REQUIRED TASK
Repeat every entry word for word, but leave the images out of your copy.
-- BEGIN --
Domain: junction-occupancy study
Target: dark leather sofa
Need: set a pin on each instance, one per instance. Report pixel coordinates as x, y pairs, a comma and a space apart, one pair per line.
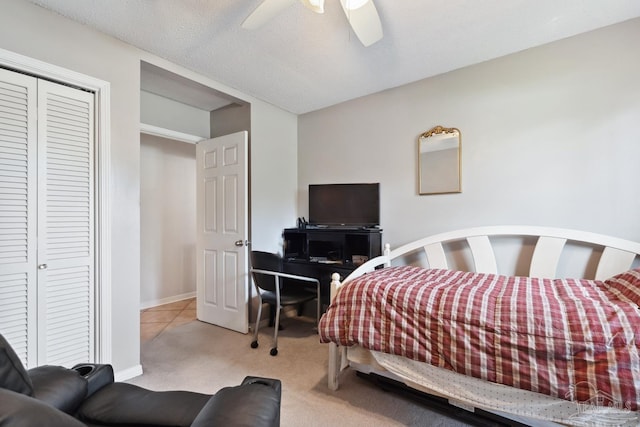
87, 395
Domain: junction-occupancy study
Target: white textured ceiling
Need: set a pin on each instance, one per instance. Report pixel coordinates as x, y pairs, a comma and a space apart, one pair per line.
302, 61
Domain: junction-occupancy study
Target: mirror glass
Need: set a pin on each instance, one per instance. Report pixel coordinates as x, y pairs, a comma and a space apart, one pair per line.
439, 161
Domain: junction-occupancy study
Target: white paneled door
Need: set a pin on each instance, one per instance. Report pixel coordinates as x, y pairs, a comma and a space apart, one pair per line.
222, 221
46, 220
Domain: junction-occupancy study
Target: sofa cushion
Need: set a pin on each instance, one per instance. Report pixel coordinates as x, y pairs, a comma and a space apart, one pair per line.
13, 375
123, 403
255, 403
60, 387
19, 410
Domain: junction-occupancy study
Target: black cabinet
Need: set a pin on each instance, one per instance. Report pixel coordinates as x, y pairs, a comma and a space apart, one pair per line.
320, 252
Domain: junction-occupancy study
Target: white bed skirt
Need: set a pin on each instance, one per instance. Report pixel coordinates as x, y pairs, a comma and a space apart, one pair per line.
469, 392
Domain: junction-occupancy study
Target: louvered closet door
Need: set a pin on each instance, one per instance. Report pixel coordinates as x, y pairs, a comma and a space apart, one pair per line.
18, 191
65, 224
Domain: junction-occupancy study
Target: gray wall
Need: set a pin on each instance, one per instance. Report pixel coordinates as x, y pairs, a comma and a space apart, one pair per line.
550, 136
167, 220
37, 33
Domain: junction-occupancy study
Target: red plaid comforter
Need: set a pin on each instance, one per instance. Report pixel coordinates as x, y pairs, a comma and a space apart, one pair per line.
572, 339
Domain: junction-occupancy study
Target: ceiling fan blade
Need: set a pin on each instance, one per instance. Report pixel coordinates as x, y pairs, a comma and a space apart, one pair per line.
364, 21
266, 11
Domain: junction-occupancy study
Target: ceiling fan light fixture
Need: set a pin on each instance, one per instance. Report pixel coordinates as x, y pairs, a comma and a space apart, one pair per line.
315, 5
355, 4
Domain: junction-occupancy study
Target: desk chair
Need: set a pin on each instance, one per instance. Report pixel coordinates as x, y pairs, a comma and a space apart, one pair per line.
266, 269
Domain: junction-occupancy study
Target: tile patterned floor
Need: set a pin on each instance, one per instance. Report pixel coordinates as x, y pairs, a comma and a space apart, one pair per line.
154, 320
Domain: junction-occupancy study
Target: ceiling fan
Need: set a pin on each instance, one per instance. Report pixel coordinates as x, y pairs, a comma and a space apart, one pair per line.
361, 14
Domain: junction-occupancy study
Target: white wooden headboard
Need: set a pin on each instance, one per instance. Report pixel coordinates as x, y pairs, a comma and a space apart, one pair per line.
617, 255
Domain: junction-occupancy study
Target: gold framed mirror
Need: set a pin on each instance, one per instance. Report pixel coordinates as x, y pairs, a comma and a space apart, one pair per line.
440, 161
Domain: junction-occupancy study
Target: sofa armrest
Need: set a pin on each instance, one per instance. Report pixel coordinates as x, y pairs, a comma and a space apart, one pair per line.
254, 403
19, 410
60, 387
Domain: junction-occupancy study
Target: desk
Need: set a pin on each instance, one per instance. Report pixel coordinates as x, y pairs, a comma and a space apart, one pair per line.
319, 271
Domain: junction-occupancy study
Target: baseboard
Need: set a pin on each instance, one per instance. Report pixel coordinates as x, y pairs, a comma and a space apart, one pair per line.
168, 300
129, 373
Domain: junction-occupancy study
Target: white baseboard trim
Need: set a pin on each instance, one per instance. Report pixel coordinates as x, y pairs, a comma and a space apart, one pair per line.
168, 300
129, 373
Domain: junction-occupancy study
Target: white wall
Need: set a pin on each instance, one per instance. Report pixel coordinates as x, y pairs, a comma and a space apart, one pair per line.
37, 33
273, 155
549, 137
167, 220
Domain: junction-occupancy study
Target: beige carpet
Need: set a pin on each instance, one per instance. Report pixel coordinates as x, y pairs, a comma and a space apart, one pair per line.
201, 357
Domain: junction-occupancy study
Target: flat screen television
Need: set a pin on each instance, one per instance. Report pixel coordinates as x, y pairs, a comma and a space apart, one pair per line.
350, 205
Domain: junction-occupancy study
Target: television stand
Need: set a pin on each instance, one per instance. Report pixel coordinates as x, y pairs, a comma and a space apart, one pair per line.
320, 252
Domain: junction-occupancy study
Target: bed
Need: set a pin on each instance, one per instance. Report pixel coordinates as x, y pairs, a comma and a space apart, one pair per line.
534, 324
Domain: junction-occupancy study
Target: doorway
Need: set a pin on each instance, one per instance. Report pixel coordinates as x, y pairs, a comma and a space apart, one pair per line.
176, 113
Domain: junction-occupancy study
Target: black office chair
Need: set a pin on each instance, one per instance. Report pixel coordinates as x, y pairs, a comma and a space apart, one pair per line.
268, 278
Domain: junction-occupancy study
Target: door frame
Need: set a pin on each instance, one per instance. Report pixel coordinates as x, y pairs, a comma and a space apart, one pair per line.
-- END --
COMPLETED EXERCISE
Domain: junction-occupancy study
Target: dark leather sofa
Need: set a pin on each instance, one per instance. Report pixel coordinates as x, y pairs, a comma and a space apart, one pair per line.
87, 395
Domain: junction-occupancy study
Target: white textured ceiling
Need: set a pin on each instance, one per instance. Report pixel coordinates as x, y pairs, a comma and a space apart, one pair per line.
302, 61
Domain: junction-occupancy study
Target: mirror glass
Need: set a pin on each instance, one per instance. Report pixel coordinates as x, y pairs, a comma and a space apart, one pair per line.
439, 161
Domain: junction-occupancy study
Target: white paneled door
Need: set a pin on each instance, one per instance. Report pixel coordinates as x, y pairs, a comma and a space apart, one pair per line.
222, 221
46, 220
Domain: junction-occupancy study
Target: sofa cushion
Need: set a pin on each instance, one per instance. Report pixel coordinates as x, y pairs, a comma and a space apart, one pair per line.
13, 375
123, 403
255, 403
60, 387
19, 410
Domain: junction-occupancy study
Target: black cabinet
Need: set a pin on each instance, one per instance. Report pixel coordinates as x, y pairs, a comma and a space apart, one pair per line.
320, 252
Domain: junction-occupancy study
Target: white bed skirt
Need: set a pin on each instance, one per instance. Report pixel coordinates as x, y pairs, a comma and a space apart, one pair per line.
469, 392
Domain: junction-occupancy study
Target: louvered closet door
Need: set a pin on each instance, one per instance. Report pixel coordinates as x, y pairs, a comma and a space apart, one pair per line.
18, 191
65, 224
Domain: junction-occupancy study
Target: gray wall
Need: set a pin on each instance, one per instance. Report pixel coordinates as x, y pairs, a comma and a space apart, one pair per line.
550, 136
167, 220
37, 33
Domain: junction-occupancy study
Target: red plaid comforter
Need: set a pin on each instance, one per instance. Report pixel coordinates as x, y pairs, a comma and a space apart, one pair per line.
572, 339
Domain: junction-occupancy study
Target: ceiling fan blade
Need: set a pin on each instance, one per instance. Report pixel coordinates as x, y pairs, a comma and a space apart, one pair per line.
364, 21
266, 11
Domain: junction-occupancy study
Target: ceiling fan light fixture
Need: set a pin on each instance, one per instance. Report pixel coordinates as x, y pairs, a comma and a space apart, one pair per line.
315, 5
355, 4
Domain: junction-occupancy study
Target: desk chair
Need: set a pin on each instance, one per instance. Report pixel coordinates as x, y pairs, a comma and a space apart, one pair per line.
266, 269
Domain: junction-occupancy study
Target: tile patterned floor
Need: set a pin on each instance, one per instance. Report pixel coordinates as x, y pairs, a comma and a space apart, one pair per line.
154, 320
Domain: junction-occupancy study
Target: ceiling fan
Need: set a pin on each instance, one per instance. Report pixel coordinates as x, y pairs, a comma and a space apart, one pair per line.
361, 14
Domain: junction-occupancy study
Target: white wooden headboard
Need: set a pin on each instance, one per instance. Report pixel coordinates as x, y pairs, a comma and a space apart, one pair per line.
617, 255
Domain: junction-occupancy study
Target: gold framed mirror
Need: set a pin on each instance, one per instance. Report pixel coordinates as x, y pairs, a comma and a space apart, one pair per line.
440, 161
Domain: junction-occupancy study
Target: sofa armrest
Need: set a pin on each instance, one per instance. Report pixel coordinates as x, y pairs, a comma and a space apart, one pair per line.
254, 403
19, 410
60, 387
Domain: junction-occupancy study
Target: desk
Need: set a pin on each instance, one per instance. Report pixel coordinates as x, y pairs, a comma and a space apart, one pair per line.
319, 271
Domain: junction-occupancy study
Target: baseboard
Need: set a pin on each instance, one per instance. Report pixel coordinates as x, y pairs, a comma and a space apart, one pair per line.
168, 300
129, 373
Domain: junction-occupancy study
Target: white baseboard trim
Need: set a pin on each instance, one per instance. Report pixel coordinates as x, y pairs, a comma and a space apart, one pair per line.
168, 300
129, 373
Domain: junction-occupancy study
Target: white wall
Need: set a pin on each instance, one per instance. Report pixel coordinates as x, y pairs, a comma and a space apart, one pair per line.
37, 33
273, 155
549, 137
167, 220
Domain: junction-occupancy study
Target: beige carpet
Need: set a pin on each instance, one per instance. Report pixel coordinates as x, y pairs, a comma and a space apart, one pair per line.
201, 357
Domain: junction-occupancy study
Target: flat screen television
Need: set a pin on each instance, one per instance. Report pixel coordinates as x, y pairs, a comma and a space apart, one pair per line.
350, 205
Domain: junction-occupancy study
Target: television stand
Need: set a pin on each instance, one per instance. Report pixel coordinates as x, y pairs, a comma and a space apart, one pair per line.
320, 252
Domain: junction-occupancy study
Target: bed
Need: set a pin on each instance, one per instance. Report pixel coordinates as x, y pairs, a comma and a space apart, one pair per line.
534, 324
Domain: junction-occupancy study
Target: doorway
Need: set a pin on each instance, one per instance. Report pixel coordinates as x, y pairs, a comma and a space apart, one pair per line.
176, 113
Domain: junction-occupancy study
Target: black office chair
Need: set a pin on each instance, one per instance. Report pixel coordinates as x, y pairs, a comma and a space apart, one pair per line.
268, 278
Domain: junction-occupancy study
Target: door frame
Need: set a pin on each instance, one per instance. Report pixel coordinates as x, y pairs, a comma and a space apart, one pair per line.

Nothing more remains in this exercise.